- _Text section_
★ ★ ★ ★ ★

Assuming \(\frac{d\theta_1}{dt} = z_1\) and \(\frac{d\theta_2}{dt}= z_2\) we can implement the Runge-Kutta method to solve the ODEs.

Dynamics of a Double Pendulum

Dynamics of a Double Pendulum

Show the code
import numpy as np
import matplotlib.pyplot as plt
import matplotlib.animation as animation

# Parameters
g = 9.81  # acceleration due to gravity
L1 = 1.0  # length of the first pendulum
L2 = 1.0  # length of the second pendulum
m1 = 1.0  # mass of the first pendulum
m2 = 1.0  # mass of the second pendulum

def derivatives(state, t):
    theta1, z1, theta2, z2 = state
    delta = theta2 - theta1

    denominator1 = (m1 + m2) * L1 - m2 * L1 * np.cos(delta) ** 2
    denominator2 = (L2 / L1) * denominator1

    dydx = np.zeros_like(state)
    dydx[0] = z1
    dydx[1] = (m2 * L1 * z1 ** 2 * np.sin(delta) * np.cos(delta) +
               m2 * g * np.sin(theta2) * np.cos(delta) +
               m2 * L2 * z2 ** 2 * np.sin(delta) -
               (m1 + m2) * g * np.sin(theta1)) / denominator1
    dydx[2] = z2
    dydx[3] = (-m2 * L2 * z2 ** 2 * np.sin(delta) * np.cos(delta) +
               (m1 + m2) * g * np.sin(theta1) * np.cos(delta) -
               (m1 + m2) * L1 * z1 ** 2 * np.sin(delta) -
               (m1 + m2) * g * np.sin(theta2)) / denominator2
    return dydx

def runge_kutta_step(func, y, t, dt):
    k1 = dt * func(y, t)
    k2 = dt * func(y + 0.5 * k1, t + 0.5 * dt)
    k3 = dt * func(y + 0.5 * k2, t + 0.5 * dt)
    k4 = dt * func(y + k3, t + dt)
    return y + (k1 + 2 * k2 + 2 * k3 + k4) / 6

# Initial conditions
theta1 = np.pi / 2
theta2 = np.pi / 2
z1 = 0.0
z2 = 0.0
state = np.array([theta1, z1, theta2, z2])

# Time parameters
t = 0.0
dt = 0.01
t_final = 10.0
time = np.arange(t, t_final, dt)

# Solve the ODE
states = np.zeros((len(time), 4))
for i, t in enumerate(time):
    states[i] = state
    state = runge_kutta_step(derivatives, state, t, dt)

# Extract the angles
theta1 = states[:, 0]
theta2 = states[:, 2]

# Calculate positions
x1 = L1 * np.sin(theta1)
y1 = -L1 * np.cos(theta1)
x2 = x1 + L2 * np.sin(theta2)
y2 = y1 - L2 * np.cos(theta2)

This guide explains how to create animations in Python using Matplotlib, specifically focusing on generating a GIF file. The provided code demonstrates the necessary steps to set up and animate a plot.

★ ★ ★ ★ ★

- _Given data_

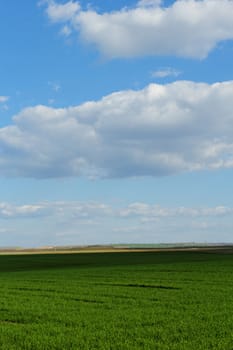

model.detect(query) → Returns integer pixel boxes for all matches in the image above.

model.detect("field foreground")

★ ★ ★ ★ ★

- _Problem set_
a: From the double pendulum text, list every variable defined under the "# Parameters" comment with its value.
b: Write the next part of the double pendulum text, picking up after its final sentence.

- _Results of the exercise_
a: g = 9.81, L1 = 1.0, L2 = 1.0, m1 = 1.0, m2 = 1.0

b:
  1. Import Necessary Libraries First, ensure you have the necessary libraries installed:
import matplotlib.pyplot as plt
import matplotlib.animation as animation
  1. Set Up the Figure and Axis Create a figure and axis, and configure the limits and appearance:
fig, ax = plt.subplots()
ax.set_xlim(-2, 2)
ax.set_ylim(-2, 2)
line, = ax.plot([], [], lw=2)  # Line plot
marker1, = ax.plot([], [], 'bo', markersize=8)  # First marker
marker2, = ax.plot([], [], 'bo', markersize=8)  # Second marker
ax.hlines(y=0.0, xmin=-0.2, xmax=0.2, linewidth=10, color='gray')  # Horizontal line

Hide the axis spines and disable the axis:

for spine in ['top', 'right', 'left', 'bottom']:
    ax.spines[spine].set_visible(False)
ax.set_axis_off()
  1. Define the Initialization Function The init function initializes the plot components:
def init():
    line.set_data([], [])
    marker1.set_data([], [])
    marker2.set_data([], [])
    return line, marker1, marker2
  1. Define the Update Function The update function updates the plot for each frame. It sets the data for the line and markers based on the current frame:
def update(frame):
    line.set_data([0, x1[frame], x2[frame]], [0, y1[frame], y2[frame]])
    marker1.set_data([x1[frame]], [y1[frame]])
    marker2.set_data([x2[frame]], [y2[frame]])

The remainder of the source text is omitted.